Dataset records:
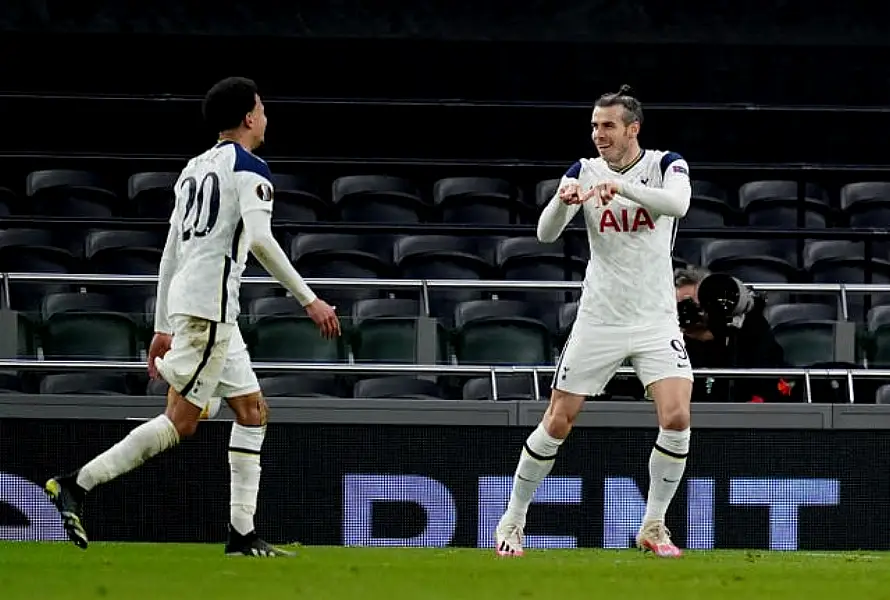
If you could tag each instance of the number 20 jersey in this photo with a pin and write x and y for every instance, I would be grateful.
(212, 193)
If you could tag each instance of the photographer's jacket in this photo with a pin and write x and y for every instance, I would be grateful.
(750, 346)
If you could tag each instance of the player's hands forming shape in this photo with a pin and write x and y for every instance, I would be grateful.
(570, 194)
(160, 344)
(325, 317)
(601, 193)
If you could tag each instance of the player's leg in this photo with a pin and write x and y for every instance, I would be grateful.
(239, 385)
(192, 367)
(588, 361)
(663, 367)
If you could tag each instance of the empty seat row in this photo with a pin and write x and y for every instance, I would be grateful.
(300, 385)
(384, 198)
(138, 252)
(484, 332)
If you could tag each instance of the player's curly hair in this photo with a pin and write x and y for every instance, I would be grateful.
(633, 110)
(227, 103)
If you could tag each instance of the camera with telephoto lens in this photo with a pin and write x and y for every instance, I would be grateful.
(722, 300)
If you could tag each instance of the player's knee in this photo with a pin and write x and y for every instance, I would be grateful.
(183, 414)
(561, 415)
(250, 410)
(675, 418)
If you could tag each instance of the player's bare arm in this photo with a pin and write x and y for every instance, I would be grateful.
(263, 245)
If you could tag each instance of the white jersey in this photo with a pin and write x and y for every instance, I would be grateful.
(629, 279)
(212, 193)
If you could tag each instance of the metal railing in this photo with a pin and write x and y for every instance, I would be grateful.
(492, 371)
(425, 285)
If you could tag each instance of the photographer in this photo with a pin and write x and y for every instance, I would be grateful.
(724, 327)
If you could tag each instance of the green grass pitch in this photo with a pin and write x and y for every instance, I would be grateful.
(57, 571)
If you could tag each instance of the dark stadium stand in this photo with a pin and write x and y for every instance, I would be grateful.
(461, 212)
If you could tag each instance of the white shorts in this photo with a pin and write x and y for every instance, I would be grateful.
(207, 360)
(593, 354)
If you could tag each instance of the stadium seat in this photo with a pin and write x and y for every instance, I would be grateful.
(9, 202)
(279, 330)
(378, 199)
(565, 320)
(501, 332)
(510, 387)
(10, 383)
(866, 203)
(342, 255)
(527, 259)
(124, 252)
(385, 330)
(298, 199)
(397, 387)
(688, 249)
(443, 257)
(301, 386)
(34, 251)
(152, 195)
(478, 201)
(708, 207)
(92, 383)
(805, 331)
(878, 331)
(830, 261)
(70, 193)
(775, 204)
(253, 291)
(78, 326)
(544, 192)
(329, 255)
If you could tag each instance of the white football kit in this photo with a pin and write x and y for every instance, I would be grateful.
(208, 357)
(628, 307)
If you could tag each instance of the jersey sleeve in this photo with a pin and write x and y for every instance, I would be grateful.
(674, 169)
(253, 180)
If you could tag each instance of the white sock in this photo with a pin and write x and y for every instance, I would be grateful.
(666, 465)
(535, 462)
(142, 443)
(245, 444)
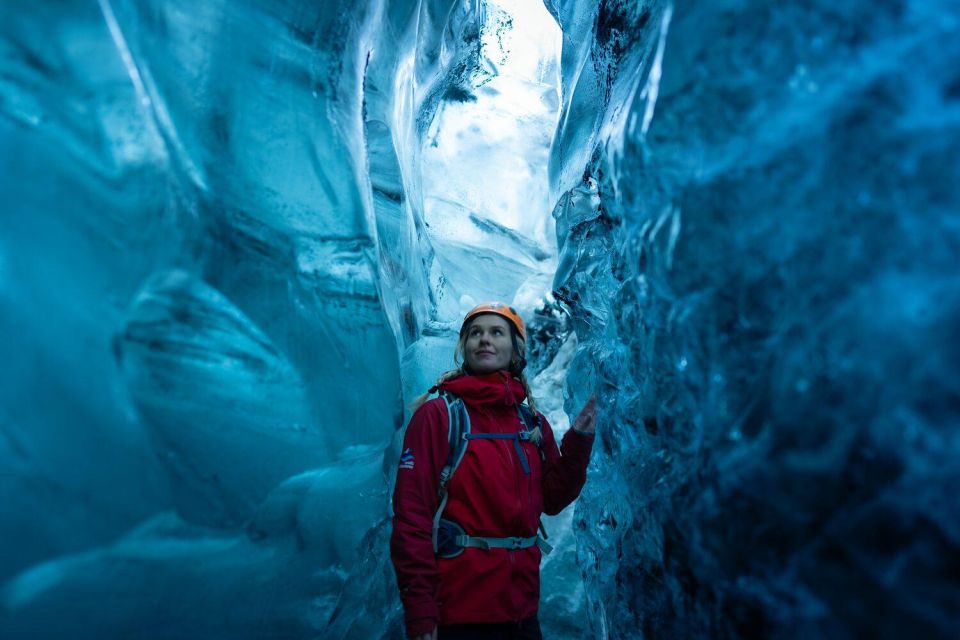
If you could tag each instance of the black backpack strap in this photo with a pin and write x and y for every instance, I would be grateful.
(534, 426)
(458, 427)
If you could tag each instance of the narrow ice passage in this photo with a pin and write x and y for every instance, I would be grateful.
(237, 238)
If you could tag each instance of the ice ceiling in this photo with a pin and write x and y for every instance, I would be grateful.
(237, 238)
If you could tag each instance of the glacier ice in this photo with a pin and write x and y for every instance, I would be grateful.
(238, 237)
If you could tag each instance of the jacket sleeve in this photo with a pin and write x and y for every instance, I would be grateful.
(565, 469)
(425, 450)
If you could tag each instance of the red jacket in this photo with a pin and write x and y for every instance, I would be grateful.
(489, 495)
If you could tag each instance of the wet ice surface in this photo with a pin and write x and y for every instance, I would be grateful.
(766, 297)
(239, 237)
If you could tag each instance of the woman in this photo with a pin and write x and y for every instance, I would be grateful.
(466, 549)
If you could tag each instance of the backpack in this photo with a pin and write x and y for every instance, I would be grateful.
(449, 538)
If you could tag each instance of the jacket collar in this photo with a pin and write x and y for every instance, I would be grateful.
(498, 388)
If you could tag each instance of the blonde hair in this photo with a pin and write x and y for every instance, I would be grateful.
(519, 351)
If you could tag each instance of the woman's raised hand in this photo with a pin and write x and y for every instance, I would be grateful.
(586, 422)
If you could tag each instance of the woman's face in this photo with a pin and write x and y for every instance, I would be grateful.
(488, 346)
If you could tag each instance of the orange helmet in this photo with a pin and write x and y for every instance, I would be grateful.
(499, 308)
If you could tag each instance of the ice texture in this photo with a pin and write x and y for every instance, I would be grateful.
(759, 228)
(238, 238)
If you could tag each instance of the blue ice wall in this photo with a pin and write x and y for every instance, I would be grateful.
(218, 289)
(760, 227)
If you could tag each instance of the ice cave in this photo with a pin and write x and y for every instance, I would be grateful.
(237, 240)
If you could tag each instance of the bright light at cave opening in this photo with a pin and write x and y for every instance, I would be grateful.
(487, 155)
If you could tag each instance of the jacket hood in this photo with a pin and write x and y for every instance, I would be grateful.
(498, 388)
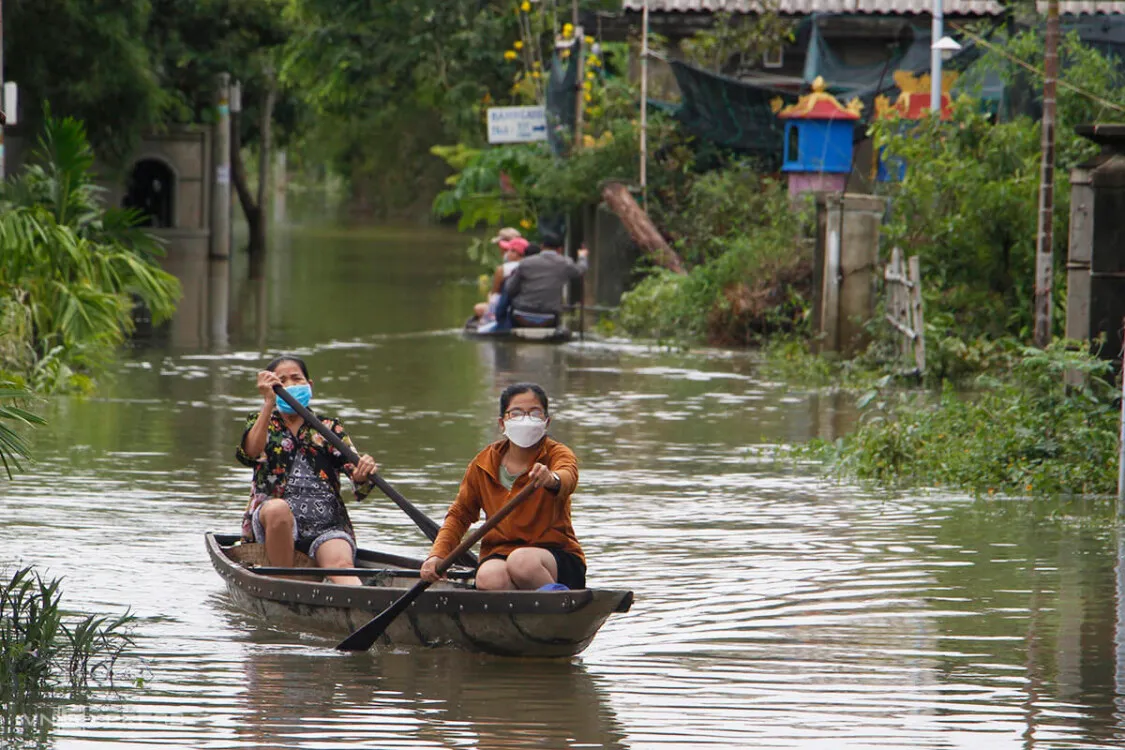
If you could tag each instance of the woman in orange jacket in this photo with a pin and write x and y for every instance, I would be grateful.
(534, 547)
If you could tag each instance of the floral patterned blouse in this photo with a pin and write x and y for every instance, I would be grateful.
(271, 468)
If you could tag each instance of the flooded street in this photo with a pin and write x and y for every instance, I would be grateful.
(774, 607)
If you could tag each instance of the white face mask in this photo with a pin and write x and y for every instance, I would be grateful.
(524, 431)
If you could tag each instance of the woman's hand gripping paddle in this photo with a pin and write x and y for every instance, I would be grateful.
(366, 635)
(423, 522)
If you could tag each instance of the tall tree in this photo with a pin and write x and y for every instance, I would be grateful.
(389, 80)
(89, 60)
(192, 43)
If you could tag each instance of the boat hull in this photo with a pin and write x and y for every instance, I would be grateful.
(556, 335)
(449, 614)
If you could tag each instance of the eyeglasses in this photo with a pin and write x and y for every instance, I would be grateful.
(534, 413)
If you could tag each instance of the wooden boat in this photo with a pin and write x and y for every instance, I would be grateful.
(554, 335)
(451, 614)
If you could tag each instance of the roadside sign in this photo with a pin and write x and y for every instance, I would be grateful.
(516, 124)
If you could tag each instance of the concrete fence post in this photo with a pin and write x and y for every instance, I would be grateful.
(844, 269)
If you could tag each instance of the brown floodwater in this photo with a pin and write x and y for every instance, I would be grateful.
(775, 607)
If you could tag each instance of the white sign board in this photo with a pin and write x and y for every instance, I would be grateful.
(516, 124)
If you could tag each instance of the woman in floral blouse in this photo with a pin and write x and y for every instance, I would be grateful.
(295, 499)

About this task:
Set every entry down again word for word, but not the pictures.

Exercise response:
If you could tag each instance of the number 20 jersey in this photo with a pin and write x and y for every instance, I would be grateful.
(212, 193)
If you could tag each instance of the photographer's jacket in this photo with a pin and write x and y for every instance, I would be grateful.
(750, 346)
If you could tag each instance of the player's hands forming shape in this photo with a pin and write x and y for every instance, I would be grateful.
(570, 194)
(160, 344)
(325, 317)
(601, 193)
If you could tag each instance of the player's leg in this photo with a pin and write x and y for every instance, I would be grateful.
(239, 385)
(192, 367)
(588, 361)
(663, 367)
If you could tag each instance of the empty seat row in this photo with a pin and write x and y for every instance, I would be grateful.
(300, 385)
(384, 198)
(138, 252)
(484, 332)
If you could tag each instance of the player's curly hair in this photo with a pin and write x and y for every instance, I would be grateful.
(633, 110)
(227, 103)
If you could tag each instance of the camera with telephoto lens in this photo with a pin and write x and y for every instance, I would be grateful.
(722, 300)
If you could tag each instance of the player's knee in this photo with a pin and write x and y for every instance, I would be grateful.
(183, 414)
(561, 415)
(250, 410)
(675, 418)
If you could tag each instance of the player's bare arm in this photo with a pin and write x and y for every instance, I would be grateful.
(263, 245)
If you could tag each instance of the white jersey in this photo with a pin and write x and y for every instance, I would be grateful.
(629, 279)
(212, 193)
If you could tag each instance of the metal railing in this photo with a pin and write x and y for every instance, I would be grateful.
(492, 371)
(425, 285)
If you could tag each instance of the photographer in this photo with a pin and write x and y for every instance, I would be grateful.
(724, 327)
If you could tag each instance of the green grass pitch in this photo with a pin and write x and y for every instance, I would be grateful.
(57, 571)
If you could tag each instance of the dark stadium stand in this photo with a pin and write x and y for every instance, I would be grateful.
(461, 212)
If you could tag each instance of the white shorts in this photo with a pin and write x and y for every instance, I would be grateful.
(207, 360)
(593, 354)
If you could tag each instance of the stadium seat in this photo with a pin and write x and y for every instance, I would be grateful.
(9, 202)
(279, 330)
(378, 199)
(565, 320)
(501, 332)
(510, 387)
(10, 383)
(866, 203)
(342, 255)
(527, 259)
(124, 252)
(385, 330)
(298, 199)
(397, 387)
(688, 249)
(443, 257)
(301, 386)
(34, 251)
(152, 195)
(478, 201)
(708, 207)
(92, 383)
(805, 331)
(878, 331)
(830, 261)
(70, 193)
(775, 204)
(253, 291)
(78, 326)
(544, 192)
(329, 255)
If you could tag each instance of the white football kit in this photo with a pin and write x and y for every instance, I would be grateful.
(208, 357)
(628, 307)
If you could tag each instance of the jersey sleeve in this photo with a pin and write x and y for every instance, I would be grateful.
(674, 169)
(253, 180)
If you could tag each instance of the white sock in this photo with a pin and write x and y for every instance, I would be grateful.
(666, 465)
(535, 462)
(142, 443)
(245, 444)
If you could tag each instance of the black backpack strap in this photo with a pin and write x and y for every instance, I would be grateful.
(534, 426)
(458, 427)
If you could tag each instance of the narrow ice passage in this photo with a pin and write x and y for every instance, I would be grateful.
(237, 238)
If you could tag each instance of the ice ceiling in this photo with a pin and write x and y for every instance, I would be grateful.
(237, 238)
If you could tag each instance of the glacier ice in this photo with a pin and write x and y for every instance, I would be grateful.
(238, 237)
If you could tag each instance of the jacket sleeve in this photo with a pin and write x and y for every instance, I would be grateful.
(565, 469)
(425, 450)
If you could tag each instance of the red jacket in this photo with a pin and write x and y for every instance, I would be grateful.
(489, 495)
If you could tag each instance of the wet ice surface in this photo with a pin and write x and y for every instance, I would be grateful.
(766, 297)
(239, 237)
If you could tag each instance of the woman in this photo with a pin and write x and y for every instance, I would be grateful.
(466, 549)
If you could tag each instance of the backpack in this photo with a pin and write x and y for every instance, I would be grateful.
(449, 538)
If you could tag each instance of the jacket collar in this photo with a pin and write x and y for every instance, I would be grateful.
(498, 388)
If you could tag each instance of the blonde hair in this photo with a pin and write x and y for every instance, I would be grateful.
(519, 351)
If you could tag each instance of the woman's raised hand in this photo with a pin and write x and y for every instance, I would be grateful.
(586, 422)
If you could tag each instance of the woman's face in this photo with a pin and write x and y for every instance, I would be grateful.
(488, 346)
If you could tag each instance of the orange helmet in this photo with a pin and write x and y for every instance, I would be grateful.
(499, 308)
If you could tag each instance of the ice texture in this photo with a pin and write x and y for every instance, I would be grateful.
(759, 228)
(238, 238)
If you could tag each instance of the blue ice wall in this photo with a pin and write x and y for every instance, I would be grateful.
(218, 289)
(760, 227)
If you could tag each instance of the ice cave in this photo with a pin and write x and y for every instance, I would be grateful.
(237, 240)
If you could tag each instance of the bright light at cave opening in this photo with a pin and write x and y for every instance, I would be grateful.
(487, 155)
If you could tag each instance of the jacket hood in this photo with a pin and write x and y for every instance, I would be grateful.
(498, 388)
If you could tag each instance of the woman in orange jacket in this photo with a pin and write x and y for every instance, I would be grateful.
(534, 547)
If you could tag each instance of the floral patterned blouse in this photo with a pin and write x and y for every instance, I would be grateful.
(271, 468)
If you could tag each instance of the flooded street in this photo with a pin and write x and y for every instance, I would be grateful.
(774, 607)
If you could tag each instance of the white face mask in this photo with a pin and write x and y for every instance, I would be grateful.
(524, 431)
If you could tag each instance of the woman's hand gripping paddle in this photo with a pin and write x and y for every instance, I would be grateful.
(366, 635)
(423, 522)
If you could tag each instance of the tall tree in this photo with a pin and write x and y for every instance, I would be grateful.
(389, 80)
(89, 60)
(192, 43)
If you could tag each instance of the boat hull in this photo with a pin and write x and y for every instance, I would be grateful.
(556, 335)
(449, 614)
If you could tag each instance of the eyeglasses in this photo with a pin and write x and y for every instance, I would be grateful.
(534, 413)
If you could tag each instance of the wooden boat in this photo with a pin and write x and y for every instance, I would be grateful.
(554, 335)
(451, 614)
If you could tag each instance of the roadside sign in this photo with a pin and write x and y for every instance, I would be grateful.
(516, 124)
If you could tag each instance of the concrete fence post in this photo with a pin and write x and y for every instance, I would be grateful.
(844, 269)
If you could tag each instance of the brown floodwater in this photo with a pin and write x and y for every instance, I would be grateful.
(775, 607)
If you could tag each instance of the white sign board in this photo with a pin and write x and y for every instance, I would be grateful.
(516, 124)
If you could tag each instance of the woman in floral blouse in this photo with a pin and write x and y for every instance, I would be grateful.
(295, 499)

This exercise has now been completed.